**Activity**
Copy all lines in the material holding the string "below".
===== Data under study
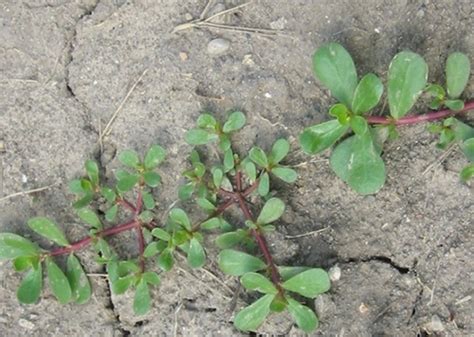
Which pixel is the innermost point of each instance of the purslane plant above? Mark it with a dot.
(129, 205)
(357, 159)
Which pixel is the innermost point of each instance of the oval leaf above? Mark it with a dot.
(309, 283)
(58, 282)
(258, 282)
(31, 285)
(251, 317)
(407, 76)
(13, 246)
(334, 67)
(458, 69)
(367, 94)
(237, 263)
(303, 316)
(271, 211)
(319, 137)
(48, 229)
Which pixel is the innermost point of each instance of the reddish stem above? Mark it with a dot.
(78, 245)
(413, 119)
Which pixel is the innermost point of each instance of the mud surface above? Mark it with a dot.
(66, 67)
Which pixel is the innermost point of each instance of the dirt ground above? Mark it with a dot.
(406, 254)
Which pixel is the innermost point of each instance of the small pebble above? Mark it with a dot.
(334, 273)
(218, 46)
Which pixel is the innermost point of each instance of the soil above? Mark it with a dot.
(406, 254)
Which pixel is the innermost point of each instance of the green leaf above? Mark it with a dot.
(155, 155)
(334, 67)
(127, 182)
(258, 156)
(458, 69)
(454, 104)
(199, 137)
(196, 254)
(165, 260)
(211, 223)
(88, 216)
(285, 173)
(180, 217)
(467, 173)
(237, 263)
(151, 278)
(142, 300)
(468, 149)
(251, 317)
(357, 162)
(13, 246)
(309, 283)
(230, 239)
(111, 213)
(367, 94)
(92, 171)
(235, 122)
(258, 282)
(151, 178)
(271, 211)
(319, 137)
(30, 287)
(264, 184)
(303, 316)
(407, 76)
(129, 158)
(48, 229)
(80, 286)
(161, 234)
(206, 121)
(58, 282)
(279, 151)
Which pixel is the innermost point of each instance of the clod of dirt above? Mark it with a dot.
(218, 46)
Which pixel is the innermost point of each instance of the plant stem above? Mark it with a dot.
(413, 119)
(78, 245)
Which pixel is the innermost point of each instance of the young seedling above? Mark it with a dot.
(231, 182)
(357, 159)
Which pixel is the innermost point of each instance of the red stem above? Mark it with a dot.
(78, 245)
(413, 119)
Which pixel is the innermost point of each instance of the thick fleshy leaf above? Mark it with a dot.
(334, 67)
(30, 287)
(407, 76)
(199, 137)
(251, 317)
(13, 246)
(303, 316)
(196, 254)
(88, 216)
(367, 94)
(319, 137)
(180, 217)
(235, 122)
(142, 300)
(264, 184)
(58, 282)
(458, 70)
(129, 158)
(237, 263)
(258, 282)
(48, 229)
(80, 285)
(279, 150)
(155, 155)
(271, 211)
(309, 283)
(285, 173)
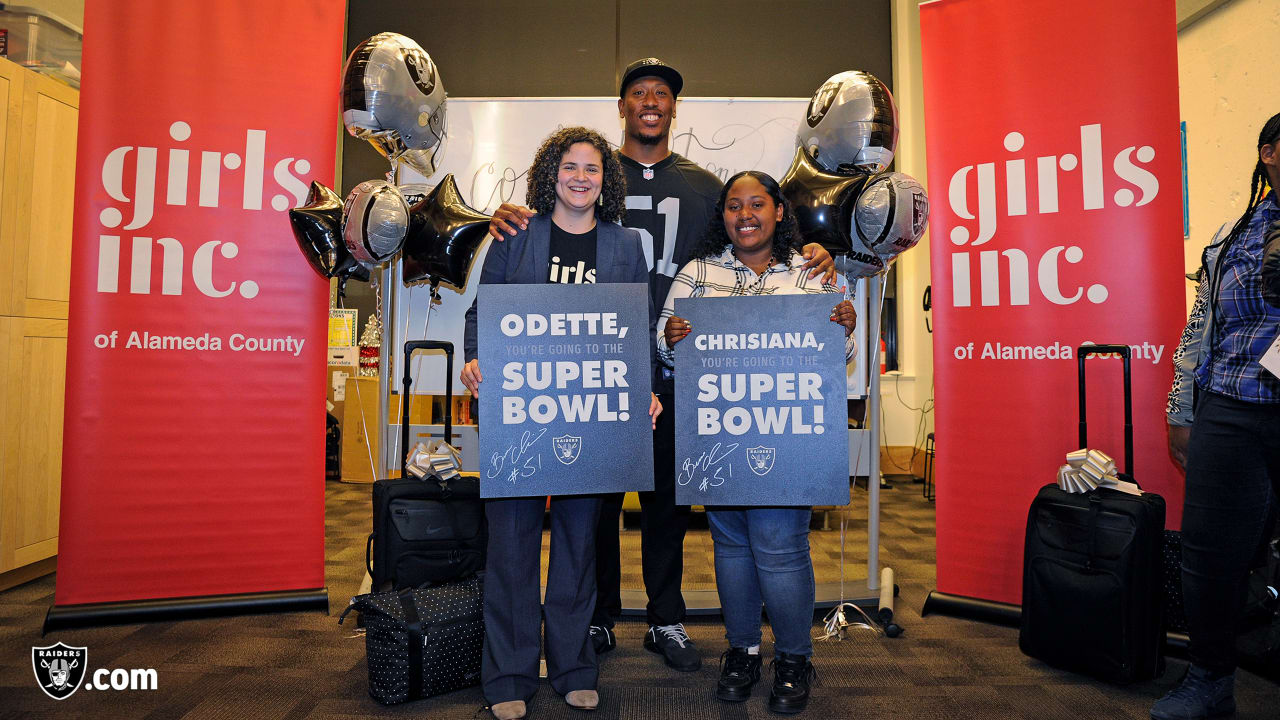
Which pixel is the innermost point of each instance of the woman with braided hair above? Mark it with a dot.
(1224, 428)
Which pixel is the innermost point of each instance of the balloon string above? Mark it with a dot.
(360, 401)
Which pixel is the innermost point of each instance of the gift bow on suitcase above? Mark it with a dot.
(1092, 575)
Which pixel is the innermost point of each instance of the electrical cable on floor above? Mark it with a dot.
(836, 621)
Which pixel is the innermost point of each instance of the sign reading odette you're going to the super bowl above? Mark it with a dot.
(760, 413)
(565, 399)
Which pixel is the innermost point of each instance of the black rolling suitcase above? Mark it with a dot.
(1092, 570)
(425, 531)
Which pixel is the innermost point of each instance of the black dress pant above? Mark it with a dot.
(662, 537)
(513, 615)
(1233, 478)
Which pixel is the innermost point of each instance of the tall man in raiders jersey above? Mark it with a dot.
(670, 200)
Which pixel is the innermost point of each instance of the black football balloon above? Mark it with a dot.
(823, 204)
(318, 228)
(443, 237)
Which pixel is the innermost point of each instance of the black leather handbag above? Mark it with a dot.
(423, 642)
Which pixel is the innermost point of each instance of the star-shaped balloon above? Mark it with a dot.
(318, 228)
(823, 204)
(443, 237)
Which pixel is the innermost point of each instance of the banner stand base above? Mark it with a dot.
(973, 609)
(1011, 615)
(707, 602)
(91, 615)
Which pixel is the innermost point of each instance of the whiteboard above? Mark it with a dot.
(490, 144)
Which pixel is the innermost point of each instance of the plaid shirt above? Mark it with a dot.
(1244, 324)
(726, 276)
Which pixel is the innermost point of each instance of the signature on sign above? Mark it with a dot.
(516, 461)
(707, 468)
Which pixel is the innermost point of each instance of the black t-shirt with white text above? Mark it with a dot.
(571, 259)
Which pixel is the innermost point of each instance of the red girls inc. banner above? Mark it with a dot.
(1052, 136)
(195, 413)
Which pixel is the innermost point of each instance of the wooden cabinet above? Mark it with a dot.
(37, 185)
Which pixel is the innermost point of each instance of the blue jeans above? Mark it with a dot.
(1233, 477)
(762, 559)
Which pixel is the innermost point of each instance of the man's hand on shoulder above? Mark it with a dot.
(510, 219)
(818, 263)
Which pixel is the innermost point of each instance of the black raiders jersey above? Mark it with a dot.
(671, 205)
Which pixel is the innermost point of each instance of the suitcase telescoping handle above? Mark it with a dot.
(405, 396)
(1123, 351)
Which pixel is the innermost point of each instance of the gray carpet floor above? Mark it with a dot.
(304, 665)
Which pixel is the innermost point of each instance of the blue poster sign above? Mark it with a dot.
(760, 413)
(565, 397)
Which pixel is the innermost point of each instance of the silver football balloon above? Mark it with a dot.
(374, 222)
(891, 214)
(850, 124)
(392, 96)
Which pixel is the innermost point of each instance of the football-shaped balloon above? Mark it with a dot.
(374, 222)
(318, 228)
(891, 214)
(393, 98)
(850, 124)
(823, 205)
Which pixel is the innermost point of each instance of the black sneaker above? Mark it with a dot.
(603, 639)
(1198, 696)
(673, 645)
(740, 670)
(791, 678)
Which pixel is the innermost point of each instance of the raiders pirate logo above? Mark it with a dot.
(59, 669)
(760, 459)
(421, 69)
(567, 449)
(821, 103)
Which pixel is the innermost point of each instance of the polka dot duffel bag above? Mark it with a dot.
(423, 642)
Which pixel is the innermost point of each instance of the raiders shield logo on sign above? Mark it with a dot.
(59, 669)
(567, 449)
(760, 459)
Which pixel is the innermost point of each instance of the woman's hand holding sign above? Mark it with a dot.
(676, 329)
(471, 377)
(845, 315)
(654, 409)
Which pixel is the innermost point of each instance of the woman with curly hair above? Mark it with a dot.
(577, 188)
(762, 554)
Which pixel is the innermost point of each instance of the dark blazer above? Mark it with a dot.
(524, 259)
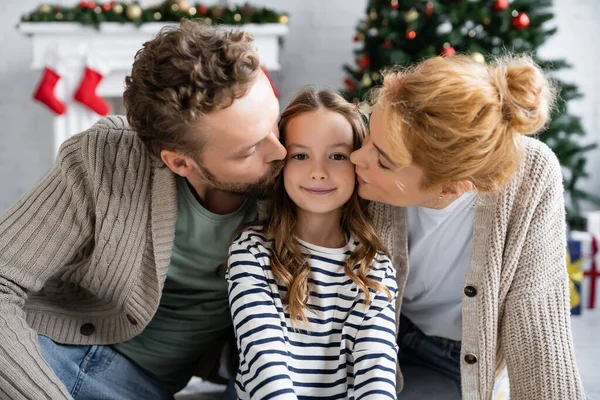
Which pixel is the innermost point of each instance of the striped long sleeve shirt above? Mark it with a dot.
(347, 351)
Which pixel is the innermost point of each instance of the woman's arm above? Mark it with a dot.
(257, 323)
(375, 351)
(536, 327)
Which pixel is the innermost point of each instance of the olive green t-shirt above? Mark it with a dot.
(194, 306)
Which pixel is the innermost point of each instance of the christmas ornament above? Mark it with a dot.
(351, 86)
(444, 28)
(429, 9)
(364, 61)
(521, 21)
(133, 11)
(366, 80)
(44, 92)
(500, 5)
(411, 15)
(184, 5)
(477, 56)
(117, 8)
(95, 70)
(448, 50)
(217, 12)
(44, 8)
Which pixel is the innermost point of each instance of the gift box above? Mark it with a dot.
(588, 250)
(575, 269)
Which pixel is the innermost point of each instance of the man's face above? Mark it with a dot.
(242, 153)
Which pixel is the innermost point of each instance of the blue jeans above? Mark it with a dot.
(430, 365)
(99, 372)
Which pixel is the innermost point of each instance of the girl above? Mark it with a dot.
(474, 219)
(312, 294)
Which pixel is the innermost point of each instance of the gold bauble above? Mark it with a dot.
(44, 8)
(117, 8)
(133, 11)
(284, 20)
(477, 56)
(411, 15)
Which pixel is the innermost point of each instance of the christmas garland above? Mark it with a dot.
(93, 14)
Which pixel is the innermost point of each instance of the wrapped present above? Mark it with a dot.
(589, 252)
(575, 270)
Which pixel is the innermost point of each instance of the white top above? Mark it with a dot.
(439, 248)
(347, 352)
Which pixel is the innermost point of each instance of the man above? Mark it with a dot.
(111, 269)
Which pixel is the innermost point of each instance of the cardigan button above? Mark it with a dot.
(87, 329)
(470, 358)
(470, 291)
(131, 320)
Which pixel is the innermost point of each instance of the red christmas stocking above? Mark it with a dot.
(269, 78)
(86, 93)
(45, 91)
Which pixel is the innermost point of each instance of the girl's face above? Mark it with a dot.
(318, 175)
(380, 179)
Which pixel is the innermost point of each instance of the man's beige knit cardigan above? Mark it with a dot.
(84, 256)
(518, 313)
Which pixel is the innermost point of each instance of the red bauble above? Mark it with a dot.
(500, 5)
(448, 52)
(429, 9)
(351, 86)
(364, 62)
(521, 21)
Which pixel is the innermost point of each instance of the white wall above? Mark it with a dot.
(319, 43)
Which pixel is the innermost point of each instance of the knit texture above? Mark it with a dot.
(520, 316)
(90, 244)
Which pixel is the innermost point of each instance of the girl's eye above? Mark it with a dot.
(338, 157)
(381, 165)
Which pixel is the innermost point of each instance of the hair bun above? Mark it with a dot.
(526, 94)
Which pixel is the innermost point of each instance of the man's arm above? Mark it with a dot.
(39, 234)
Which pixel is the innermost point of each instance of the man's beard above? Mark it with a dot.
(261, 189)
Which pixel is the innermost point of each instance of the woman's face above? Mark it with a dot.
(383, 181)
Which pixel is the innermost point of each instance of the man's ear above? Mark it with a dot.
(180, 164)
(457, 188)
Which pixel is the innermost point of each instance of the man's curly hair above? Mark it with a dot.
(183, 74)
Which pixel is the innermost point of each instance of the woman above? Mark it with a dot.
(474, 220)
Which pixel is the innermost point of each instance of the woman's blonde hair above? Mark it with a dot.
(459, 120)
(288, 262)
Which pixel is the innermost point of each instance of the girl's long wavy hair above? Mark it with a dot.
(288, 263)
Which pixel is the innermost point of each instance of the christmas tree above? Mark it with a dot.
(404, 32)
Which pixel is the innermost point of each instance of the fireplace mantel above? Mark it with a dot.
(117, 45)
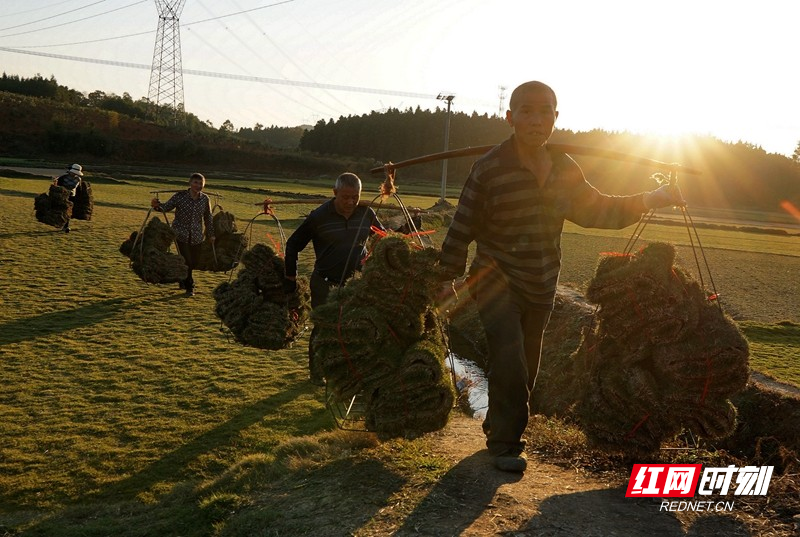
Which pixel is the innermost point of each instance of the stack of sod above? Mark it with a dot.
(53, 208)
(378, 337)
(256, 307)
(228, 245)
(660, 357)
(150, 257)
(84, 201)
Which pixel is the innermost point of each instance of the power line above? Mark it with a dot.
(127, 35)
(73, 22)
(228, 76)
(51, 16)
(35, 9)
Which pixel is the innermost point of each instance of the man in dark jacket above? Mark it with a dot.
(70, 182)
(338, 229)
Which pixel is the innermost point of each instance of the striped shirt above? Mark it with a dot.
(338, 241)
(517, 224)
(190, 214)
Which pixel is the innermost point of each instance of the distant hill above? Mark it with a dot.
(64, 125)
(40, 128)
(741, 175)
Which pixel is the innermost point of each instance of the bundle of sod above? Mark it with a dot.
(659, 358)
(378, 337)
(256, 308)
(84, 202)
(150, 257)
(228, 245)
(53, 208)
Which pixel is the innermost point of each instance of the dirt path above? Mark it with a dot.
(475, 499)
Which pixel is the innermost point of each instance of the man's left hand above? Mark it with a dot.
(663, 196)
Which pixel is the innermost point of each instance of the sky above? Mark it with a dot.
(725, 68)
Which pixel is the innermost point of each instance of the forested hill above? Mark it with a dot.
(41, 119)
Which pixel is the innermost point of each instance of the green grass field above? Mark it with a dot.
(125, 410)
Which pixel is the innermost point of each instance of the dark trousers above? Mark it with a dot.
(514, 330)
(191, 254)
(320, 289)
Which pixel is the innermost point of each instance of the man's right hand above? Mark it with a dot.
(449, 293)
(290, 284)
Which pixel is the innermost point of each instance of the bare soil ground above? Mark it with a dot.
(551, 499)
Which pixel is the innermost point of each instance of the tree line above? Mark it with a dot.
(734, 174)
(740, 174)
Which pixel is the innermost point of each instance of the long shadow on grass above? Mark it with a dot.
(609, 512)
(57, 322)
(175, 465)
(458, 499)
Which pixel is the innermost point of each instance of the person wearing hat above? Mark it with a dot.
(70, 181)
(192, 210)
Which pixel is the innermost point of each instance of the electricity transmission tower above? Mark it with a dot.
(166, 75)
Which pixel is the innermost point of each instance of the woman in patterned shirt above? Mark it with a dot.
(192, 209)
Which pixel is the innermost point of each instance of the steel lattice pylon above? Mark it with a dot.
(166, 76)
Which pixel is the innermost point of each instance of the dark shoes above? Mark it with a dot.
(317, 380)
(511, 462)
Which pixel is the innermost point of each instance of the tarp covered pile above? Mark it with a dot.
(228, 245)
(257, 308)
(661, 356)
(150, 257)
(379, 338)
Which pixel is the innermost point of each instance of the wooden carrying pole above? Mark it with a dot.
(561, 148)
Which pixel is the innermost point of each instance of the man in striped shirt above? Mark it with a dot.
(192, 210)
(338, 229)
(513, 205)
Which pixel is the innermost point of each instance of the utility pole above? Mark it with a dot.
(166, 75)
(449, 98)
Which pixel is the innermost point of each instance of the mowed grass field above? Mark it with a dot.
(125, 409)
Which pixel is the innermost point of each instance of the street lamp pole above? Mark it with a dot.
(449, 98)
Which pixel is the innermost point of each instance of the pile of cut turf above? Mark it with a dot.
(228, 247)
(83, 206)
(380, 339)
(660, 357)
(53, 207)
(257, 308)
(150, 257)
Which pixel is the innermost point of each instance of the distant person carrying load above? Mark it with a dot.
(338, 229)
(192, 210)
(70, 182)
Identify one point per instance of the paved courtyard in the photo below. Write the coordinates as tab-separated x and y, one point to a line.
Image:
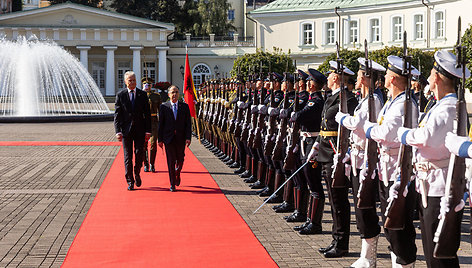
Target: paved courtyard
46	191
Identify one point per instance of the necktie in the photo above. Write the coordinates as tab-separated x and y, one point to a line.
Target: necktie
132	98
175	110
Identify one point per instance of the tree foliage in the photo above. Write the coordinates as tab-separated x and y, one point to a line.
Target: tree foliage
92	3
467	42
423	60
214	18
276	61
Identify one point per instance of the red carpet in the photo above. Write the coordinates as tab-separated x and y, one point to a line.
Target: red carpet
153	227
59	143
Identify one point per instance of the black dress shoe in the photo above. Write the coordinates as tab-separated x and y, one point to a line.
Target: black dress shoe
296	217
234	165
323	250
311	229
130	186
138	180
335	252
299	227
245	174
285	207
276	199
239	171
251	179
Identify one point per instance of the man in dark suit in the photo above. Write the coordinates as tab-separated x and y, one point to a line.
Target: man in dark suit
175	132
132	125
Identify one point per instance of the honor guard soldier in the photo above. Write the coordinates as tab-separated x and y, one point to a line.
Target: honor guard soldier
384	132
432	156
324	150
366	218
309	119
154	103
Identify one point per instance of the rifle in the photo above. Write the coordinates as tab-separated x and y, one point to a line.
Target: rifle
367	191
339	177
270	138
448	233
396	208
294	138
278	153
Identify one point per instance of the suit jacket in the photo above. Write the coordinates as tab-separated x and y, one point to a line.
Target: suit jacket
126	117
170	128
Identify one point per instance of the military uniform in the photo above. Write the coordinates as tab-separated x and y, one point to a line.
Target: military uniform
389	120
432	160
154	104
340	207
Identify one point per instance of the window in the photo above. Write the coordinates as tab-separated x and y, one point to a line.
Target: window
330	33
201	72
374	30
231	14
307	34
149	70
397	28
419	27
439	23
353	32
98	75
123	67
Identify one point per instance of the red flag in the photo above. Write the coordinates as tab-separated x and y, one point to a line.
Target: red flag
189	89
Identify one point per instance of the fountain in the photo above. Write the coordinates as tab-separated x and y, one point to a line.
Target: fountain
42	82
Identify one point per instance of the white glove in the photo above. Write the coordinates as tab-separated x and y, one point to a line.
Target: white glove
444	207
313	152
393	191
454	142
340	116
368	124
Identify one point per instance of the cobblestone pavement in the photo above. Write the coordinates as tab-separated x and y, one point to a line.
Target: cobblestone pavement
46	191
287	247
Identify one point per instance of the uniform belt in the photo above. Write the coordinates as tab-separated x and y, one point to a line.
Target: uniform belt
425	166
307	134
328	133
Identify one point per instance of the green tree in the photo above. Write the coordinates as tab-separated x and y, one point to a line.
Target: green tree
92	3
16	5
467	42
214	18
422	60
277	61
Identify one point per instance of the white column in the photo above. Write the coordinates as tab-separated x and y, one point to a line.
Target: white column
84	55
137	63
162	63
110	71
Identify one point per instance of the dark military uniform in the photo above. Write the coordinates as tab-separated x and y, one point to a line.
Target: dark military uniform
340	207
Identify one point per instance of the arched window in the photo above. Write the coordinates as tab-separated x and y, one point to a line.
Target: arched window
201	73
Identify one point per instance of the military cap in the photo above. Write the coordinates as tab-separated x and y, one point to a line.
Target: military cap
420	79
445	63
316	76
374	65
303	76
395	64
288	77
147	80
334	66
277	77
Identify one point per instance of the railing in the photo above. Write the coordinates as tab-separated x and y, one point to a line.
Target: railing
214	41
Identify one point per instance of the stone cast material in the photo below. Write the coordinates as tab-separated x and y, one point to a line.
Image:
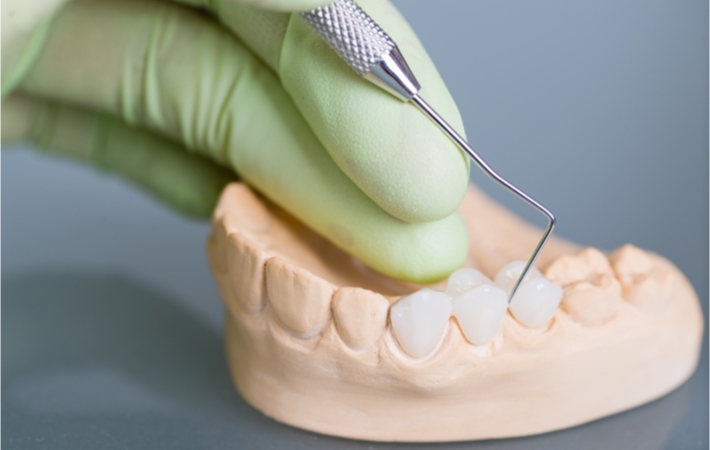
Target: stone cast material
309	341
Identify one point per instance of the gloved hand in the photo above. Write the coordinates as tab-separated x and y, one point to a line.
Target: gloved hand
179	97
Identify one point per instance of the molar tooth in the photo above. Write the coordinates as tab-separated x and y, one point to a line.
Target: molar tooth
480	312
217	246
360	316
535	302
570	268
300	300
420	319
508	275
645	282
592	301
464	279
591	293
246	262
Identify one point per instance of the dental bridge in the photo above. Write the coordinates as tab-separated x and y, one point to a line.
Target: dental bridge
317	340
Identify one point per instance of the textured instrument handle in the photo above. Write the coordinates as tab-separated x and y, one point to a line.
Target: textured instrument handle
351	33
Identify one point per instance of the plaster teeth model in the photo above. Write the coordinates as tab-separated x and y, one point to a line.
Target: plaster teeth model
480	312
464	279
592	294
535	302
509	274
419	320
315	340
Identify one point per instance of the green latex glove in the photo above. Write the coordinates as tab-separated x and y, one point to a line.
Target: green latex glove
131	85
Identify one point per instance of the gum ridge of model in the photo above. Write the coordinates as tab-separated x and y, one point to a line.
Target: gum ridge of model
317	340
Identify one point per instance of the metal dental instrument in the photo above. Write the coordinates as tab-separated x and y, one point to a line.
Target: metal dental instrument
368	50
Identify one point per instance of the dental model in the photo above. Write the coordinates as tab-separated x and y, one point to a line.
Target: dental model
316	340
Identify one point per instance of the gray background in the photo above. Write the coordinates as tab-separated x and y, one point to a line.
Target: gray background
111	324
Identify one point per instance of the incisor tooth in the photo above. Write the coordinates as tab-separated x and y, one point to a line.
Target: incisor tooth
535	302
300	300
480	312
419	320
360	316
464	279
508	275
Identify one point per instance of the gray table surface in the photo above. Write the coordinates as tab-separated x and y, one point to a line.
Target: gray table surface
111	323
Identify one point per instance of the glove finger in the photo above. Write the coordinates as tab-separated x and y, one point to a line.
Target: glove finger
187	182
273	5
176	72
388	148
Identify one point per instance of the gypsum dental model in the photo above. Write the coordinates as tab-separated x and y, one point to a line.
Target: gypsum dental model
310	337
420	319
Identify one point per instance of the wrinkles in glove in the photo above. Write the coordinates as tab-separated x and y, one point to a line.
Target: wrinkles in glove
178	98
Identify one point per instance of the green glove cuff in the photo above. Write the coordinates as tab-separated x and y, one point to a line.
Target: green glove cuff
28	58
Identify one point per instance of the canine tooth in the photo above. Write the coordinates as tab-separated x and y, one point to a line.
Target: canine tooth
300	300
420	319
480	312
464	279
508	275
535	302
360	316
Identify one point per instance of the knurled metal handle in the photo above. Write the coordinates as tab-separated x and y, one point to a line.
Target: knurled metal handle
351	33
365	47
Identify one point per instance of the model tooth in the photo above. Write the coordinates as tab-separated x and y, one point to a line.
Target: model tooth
==========
**Response**
Identify one point per instance of the paved courtyard in the photo below. Write the coordinates as tab-separated x and y, one point to a line.
Identify one point per instance of the stone cast material in the photo below. Write the coordinates as tab-separated x and y, one point to a line.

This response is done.